Exercise directions: Set down all of the data exactly as it appears.

Coordinate annotation entries:
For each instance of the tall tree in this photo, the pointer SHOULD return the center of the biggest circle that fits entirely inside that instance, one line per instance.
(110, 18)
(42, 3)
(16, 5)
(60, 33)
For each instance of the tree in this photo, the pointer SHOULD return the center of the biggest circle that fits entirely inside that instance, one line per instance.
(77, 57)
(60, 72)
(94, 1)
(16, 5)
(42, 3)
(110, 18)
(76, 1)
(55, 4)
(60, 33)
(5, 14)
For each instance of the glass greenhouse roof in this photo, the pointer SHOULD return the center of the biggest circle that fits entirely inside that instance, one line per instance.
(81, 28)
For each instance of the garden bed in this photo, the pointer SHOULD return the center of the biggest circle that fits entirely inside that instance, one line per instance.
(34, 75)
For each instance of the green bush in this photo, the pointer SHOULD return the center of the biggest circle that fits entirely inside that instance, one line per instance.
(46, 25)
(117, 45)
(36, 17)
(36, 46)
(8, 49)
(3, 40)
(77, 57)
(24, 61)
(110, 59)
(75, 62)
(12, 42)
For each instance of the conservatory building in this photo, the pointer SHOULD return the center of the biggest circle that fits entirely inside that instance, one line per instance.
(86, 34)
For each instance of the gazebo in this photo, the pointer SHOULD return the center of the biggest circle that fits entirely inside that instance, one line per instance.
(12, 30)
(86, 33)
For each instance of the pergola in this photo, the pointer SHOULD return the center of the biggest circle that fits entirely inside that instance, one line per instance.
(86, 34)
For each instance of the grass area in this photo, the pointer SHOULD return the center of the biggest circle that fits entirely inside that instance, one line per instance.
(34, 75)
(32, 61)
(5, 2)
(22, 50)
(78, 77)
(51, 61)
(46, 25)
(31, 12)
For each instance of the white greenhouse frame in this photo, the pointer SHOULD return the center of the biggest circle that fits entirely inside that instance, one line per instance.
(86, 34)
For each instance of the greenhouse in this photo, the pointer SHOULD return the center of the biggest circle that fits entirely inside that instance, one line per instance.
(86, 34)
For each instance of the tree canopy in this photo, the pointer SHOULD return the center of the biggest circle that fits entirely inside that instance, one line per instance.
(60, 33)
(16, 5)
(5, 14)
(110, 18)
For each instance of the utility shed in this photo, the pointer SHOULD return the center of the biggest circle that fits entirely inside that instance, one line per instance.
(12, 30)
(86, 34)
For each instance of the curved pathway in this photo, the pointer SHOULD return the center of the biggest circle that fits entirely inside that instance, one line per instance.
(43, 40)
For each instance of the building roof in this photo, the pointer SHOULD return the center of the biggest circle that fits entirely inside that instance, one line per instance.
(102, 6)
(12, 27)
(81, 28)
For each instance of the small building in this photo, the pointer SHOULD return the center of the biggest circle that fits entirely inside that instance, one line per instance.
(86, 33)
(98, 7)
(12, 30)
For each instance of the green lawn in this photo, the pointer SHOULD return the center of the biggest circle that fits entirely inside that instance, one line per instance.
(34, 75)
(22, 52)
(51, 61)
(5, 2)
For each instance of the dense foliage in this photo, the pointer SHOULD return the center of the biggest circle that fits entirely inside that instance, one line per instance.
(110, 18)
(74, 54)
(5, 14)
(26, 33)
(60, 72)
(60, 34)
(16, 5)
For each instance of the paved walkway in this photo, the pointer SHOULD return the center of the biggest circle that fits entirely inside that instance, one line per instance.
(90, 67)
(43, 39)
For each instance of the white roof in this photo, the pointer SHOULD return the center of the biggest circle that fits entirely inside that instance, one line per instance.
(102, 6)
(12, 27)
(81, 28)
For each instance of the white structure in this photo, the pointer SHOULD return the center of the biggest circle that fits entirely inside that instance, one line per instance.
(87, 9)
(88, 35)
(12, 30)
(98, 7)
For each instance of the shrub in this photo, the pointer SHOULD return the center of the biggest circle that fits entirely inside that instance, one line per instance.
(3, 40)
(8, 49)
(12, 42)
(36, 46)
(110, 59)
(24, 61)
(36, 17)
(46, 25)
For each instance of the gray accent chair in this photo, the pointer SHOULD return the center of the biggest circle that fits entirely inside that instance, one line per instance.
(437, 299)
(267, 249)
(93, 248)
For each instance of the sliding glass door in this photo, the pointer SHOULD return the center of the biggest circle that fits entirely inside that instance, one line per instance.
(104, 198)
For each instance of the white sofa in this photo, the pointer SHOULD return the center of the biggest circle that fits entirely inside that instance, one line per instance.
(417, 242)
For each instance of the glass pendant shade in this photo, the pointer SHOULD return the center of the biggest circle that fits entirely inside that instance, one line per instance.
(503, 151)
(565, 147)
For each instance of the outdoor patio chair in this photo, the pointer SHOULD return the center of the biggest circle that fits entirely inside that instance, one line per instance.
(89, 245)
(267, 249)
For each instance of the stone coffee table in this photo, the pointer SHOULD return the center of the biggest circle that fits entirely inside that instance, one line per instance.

Solved problem:
For each instance of the tall tree in this photo, the pointer SHOULD return the center of the biggest circle that fits entirely inside that instance, one line per instance.
(110, 18)
(42, 3)
(16, 5)
(60, 33)
For each instance of the tree in this photo, the pointer SHOULD return the center of the biggest circle that fits entirely inside that instance, one line per instance.
(77, 57)
(60, 72)
(94, 1)
(16, 5)
(42, 3)
(110, 18)
(76, 1)
(55, 4)
(60, 33)
(5, 14)
For each instance of the glass greenhouse roof in this photo, the pointer SHOULD return the center of the biggest circle that fits entirely inside that instance, one line per instance.
(81, 28)
For each instance of the garden bed in this photo, the pointer SHOULD return the center of the biggest circle that fits entirely inside that instance, one line per instance.
(34, 75)
For each instance of the green bush in this photo, the pointer SHOULD return the center of the biggest circle that fits entirely inside that instance, one line per instance.
(46, 25)
(117, 45)
(36, 17)
(36, 46)
(8, 49)
(3, 40)
(77, 57)
(24, 61)
(110, 59)
(75, 62)
(12, 42)
For each instance of the conservatory building in this photo, the pointer SHOULD return the center of the biggest circle that fits entirely inside that instance, one line per instance.
(86, 34)
For each instance of the gazebo in this photo, the pointer SHOULD return the center of the biggest circle that fits entirely inside that instance, one line per instance.
(12, 30)
(86, 33)
For each instance of the pergola in this photo, the pointer SHOULD return the center of the biggest circle that fits entirely inside that instance, one line per instance.
(86, 34)
For each instance of the grass area in this photo, the pointer SHOULD return the center of the biggest circle that fits entirely inside that instance, one line per instance.
(34, 75)
(32, 61)
(5, 2)
(22, 50)
(78, 77)
(51, 61)
(46, 25)
(31, 12)
For each instance of the white greenhouse frame in this photo, the pointer SHOULD return the center of the biggest circle that fits entirely inside that instance, one line per instance.
(86, 34)
For each instance of the greenhouse in this photo, the pointer SHOULD return the center of the biggest circle that fits entirely inside that instance, one line per instance.
(86, 34)
For each instance of the tree canopy in this photo, the pointer SHOULD return the center of the biggest circle that fits entirely inside that instance, one line per instance.
(60, 33)
(16, 5)
(5, 14)
(110, 18)
For each instance of the utility shed in this photo, the pointer SHOULD return the center of the biggest circle that fits entirely inside that instance, one line per instance.
(12, 30)
(86, 34)
For each instance of the curved pathway in this photo, the pointer SHOULD return the center of the biggest circle that fits entirely inside that instance, one line per instance.
(43, 40)
For each instance of the building roof in this photo, the pointer SHOULD return the center of the biggest circle that fits entirely inside that instance, one line per instance.
(102, 6)
(12, 27)
(81, 28)
For each instance of the small building in this photo, the pointer SHOULD return the center of the biggest circle that fits entirely inside that instance, one line per instance.
(86, 33)
(98, 7)
(12, 30)
For each instance of the green lawn in this photo, the pointer SHOULD return the center of the biggest circle that fits entirely inside that instance, one line per instance.
(34, 75)
(22, 52)
(51, 61)
(5, 2)
For each instance of the dense foliage in this photo, the pointer SHOULD return the center of the biggest circle that fits entirely inside that instance, one line per instance.
(110, 18)
(74, 54)
(5, 14)
(26, 33)
(60, 72)
(60, 34)
(16, 5)
For each instance of the paved walkway in this photo, the pointer SHOULD return the center of the biggest circle that fits entirely inside that instance, one line per instance.
(90, 67)
(43, 39)
For each instance of the white roof in this photo, the pointer SHOULD return the center of the biggest circle that fits entirely inside that instance, one line per instance.
(102, 6)
(12, 27)
(81, 28)
For each instance of the white structure in this photo, the pointer SHOULD return the center of the biggest circle that fits entirely inside that instance, one line per instance.
(87, 9)
(88, 35)
(12, 30)
(98, 7)
For each instance of the shrub in this photo, the pointer SHOULD return the center of the biggest circle that fits entirely inside that instance, one line per instance.
(3, 40)
(8, 49)
(12, 42)
(36, 46)
(110, 59)
(24, 61)
(36, 17)
(46, 25)
For each instance of the gray accent chair in this photo, the pointer SHOULD return the center of the biggest circle that fits entirely inside that instance, one line per instance.
(437, 299)
(267, 249)
(93, 248)
For each instance of the sliding glass door in this photo, the pointer SHOULD return the center of the biggest circle that fits entirely inside that instance, one line per instance.
(104, 198)
For each instance of the white sofa in this photo, the pointer SHOULD return the center of the biggest circle that fits entirely inside that instance, one line per instance.
(417, 242)
For each instance of the glass pendant shade in this photo, the pointer SHOULD return the center of the biggest circle that fits entirely inside that instance, one line per instance.
(503, 151)
(565, 147)
For each instance of the outdoor patio chair in this photo, the pointer SHOULD return the center of the biggest circle that fits entirely inside that instance, one line per instance.
(89, 245)
(267, 249)
For each instance of the stone coffee table in this photo, the pointer SHOULD return the center of the biggest circle that fits entirely inside that instance, one line per instance.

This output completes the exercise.